Stored data entries:

+---+

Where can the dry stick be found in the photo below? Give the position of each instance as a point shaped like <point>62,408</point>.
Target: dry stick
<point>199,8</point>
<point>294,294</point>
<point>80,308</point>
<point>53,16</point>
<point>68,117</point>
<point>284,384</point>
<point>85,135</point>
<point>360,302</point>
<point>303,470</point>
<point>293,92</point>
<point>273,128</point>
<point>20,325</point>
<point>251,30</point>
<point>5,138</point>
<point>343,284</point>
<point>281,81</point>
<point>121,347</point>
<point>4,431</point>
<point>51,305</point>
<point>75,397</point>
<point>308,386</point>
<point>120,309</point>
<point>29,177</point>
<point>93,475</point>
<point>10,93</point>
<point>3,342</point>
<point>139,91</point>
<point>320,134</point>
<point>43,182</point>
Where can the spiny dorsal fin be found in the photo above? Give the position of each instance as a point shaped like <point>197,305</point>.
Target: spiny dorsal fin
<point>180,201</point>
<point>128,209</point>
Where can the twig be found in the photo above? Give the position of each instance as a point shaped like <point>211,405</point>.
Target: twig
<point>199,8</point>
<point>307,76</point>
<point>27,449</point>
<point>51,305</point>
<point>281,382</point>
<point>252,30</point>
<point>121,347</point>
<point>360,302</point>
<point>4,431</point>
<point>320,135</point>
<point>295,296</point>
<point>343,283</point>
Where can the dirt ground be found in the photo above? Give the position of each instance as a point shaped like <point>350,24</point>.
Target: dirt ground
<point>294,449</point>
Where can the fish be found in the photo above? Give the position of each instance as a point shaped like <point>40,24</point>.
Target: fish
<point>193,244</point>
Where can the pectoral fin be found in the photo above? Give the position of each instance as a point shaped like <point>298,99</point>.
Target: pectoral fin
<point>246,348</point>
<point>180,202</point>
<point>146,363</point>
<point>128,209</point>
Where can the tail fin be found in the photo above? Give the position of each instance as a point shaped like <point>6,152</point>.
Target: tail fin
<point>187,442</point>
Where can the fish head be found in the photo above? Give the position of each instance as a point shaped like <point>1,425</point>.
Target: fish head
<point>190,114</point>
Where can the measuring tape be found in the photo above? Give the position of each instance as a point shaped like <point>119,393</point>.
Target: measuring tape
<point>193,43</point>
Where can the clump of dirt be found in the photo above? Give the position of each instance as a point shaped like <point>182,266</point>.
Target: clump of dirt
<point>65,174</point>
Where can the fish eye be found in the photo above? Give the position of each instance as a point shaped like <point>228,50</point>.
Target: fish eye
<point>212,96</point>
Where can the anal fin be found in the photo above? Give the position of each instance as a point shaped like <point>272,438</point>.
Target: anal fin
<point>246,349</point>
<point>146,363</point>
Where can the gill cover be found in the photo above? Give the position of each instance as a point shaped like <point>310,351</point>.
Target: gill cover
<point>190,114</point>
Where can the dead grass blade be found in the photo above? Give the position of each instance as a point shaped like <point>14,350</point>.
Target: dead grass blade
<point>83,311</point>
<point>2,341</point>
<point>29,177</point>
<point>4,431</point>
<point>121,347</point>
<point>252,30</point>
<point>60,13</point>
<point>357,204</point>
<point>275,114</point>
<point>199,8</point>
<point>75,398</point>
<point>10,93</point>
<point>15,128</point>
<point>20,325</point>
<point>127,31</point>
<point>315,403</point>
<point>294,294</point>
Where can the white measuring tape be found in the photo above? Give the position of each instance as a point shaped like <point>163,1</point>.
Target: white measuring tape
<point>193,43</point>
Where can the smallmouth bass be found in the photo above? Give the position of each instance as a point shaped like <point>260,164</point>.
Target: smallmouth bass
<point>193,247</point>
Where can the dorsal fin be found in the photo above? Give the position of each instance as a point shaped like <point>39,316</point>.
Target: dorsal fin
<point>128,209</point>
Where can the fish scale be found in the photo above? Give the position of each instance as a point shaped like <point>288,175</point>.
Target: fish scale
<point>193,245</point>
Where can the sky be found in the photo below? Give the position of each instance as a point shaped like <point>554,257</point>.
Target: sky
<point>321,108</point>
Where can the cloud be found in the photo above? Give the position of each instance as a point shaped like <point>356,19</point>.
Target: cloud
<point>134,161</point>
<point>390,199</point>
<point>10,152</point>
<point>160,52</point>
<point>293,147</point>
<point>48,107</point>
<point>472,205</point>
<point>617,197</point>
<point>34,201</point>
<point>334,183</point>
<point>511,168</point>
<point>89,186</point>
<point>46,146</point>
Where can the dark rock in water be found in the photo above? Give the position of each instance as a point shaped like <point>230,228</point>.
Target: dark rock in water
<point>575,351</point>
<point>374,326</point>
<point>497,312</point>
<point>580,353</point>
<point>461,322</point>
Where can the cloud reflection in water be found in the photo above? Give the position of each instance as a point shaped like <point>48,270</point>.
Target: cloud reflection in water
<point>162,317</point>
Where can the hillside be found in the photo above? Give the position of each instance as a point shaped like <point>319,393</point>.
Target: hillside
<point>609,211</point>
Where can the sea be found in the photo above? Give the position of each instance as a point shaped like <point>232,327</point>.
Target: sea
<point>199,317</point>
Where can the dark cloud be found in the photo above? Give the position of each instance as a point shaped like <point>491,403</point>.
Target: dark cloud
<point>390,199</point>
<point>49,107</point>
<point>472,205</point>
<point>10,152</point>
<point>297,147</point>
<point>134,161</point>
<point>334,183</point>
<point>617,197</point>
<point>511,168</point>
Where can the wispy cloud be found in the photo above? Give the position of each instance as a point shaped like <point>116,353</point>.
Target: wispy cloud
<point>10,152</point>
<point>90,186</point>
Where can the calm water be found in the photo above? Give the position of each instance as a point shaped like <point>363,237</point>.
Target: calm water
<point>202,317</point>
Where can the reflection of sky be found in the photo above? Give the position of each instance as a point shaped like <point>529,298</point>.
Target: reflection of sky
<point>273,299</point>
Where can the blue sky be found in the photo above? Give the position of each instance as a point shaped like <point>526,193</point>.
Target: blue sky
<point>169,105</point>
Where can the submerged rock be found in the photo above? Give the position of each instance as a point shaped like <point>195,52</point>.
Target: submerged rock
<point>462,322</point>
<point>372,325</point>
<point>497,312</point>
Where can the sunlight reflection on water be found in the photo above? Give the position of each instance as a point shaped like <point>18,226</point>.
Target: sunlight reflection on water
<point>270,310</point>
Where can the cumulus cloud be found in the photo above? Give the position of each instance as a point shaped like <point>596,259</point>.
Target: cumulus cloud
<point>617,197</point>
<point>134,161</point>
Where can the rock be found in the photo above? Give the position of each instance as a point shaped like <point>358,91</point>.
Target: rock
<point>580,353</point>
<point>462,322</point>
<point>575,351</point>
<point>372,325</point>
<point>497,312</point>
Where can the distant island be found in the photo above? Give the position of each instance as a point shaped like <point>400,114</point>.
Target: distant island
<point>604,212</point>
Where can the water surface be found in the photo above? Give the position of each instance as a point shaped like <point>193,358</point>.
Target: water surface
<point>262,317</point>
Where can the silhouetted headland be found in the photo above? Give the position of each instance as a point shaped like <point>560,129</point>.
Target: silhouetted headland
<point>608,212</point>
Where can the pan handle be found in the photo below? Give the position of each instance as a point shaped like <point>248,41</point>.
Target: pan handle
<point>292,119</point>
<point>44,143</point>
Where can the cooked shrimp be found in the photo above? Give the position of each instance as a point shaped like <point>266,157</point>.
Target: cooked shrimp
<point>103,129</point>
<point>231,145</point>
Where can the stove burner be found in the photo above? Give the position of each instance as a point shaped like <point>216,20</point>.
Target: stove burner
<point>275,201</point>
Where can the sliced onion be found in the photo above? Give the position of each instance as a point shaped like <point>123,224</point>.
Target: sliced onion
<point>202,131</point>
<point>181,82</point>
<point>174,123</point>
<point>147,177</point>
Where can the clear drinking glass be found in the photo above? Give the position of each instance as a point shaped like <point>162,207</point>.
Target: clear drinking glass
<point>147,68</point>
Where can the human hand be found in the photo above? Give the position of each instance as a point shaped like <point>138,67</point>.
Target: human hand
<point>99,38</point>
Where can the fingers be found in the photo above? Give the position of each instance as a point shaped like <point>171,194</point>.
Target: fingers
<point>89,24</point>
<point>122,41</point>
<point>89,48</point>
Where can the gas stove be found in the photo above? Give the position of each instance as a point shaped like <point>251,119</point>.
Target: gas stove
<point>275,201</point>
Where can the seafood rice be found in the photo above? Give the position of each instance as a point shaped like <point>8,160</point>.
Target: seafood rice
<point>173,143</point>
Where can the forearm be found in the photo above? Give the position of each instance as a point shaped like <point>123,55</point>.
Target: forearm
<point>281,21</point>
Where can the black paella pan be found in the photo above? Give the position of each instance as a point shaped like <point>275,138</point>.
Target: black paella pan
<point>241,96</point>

+---+

◆ AIM OF THE TASK ◆
Word for word, restate the lines above from the line containing "Where can the clump" through the line containing "Where can the dead", with both included and nothing else.

◆ ANSWER ◆
Where can the clump of dirt be found in the photo above? Give the position of each instance as a point shaped like <point>182,266</point>.
Target: clump of dirt
<point>65,174</point>
Where can the fish eye be found in the photo above? Give the position of each instance as a point shaped like <point>228,50</point>.
Target: fish eye
<point>212,96</point>
Where can the anal fin be found in the photo above? Give the position of each instance as a point shaped like <point>272,438</point>.
Target: anal fin
<point>246,349</point>
<point>146,363</point>
Where can the gill cover be found in the photo above? Give the position of each instance as a point shaped like <point>310,351</point>.
Target: gill cover
<point>190,114</point>
Where can the dead grass blade be found in the photo above? Give the position of each instance as a point shaped like <point>14,350</point>.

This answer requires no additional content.